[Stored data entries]

[Start]

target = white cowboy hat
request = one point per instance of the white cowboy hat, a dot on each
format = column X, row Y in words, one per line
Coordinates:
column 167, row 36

[End]

**INSTRUCTIONS TO FOLLOW:** Count the lines in the records above that contain the string "column", with case counting. Give only the number.

**COMPLETE ANSWER:** 2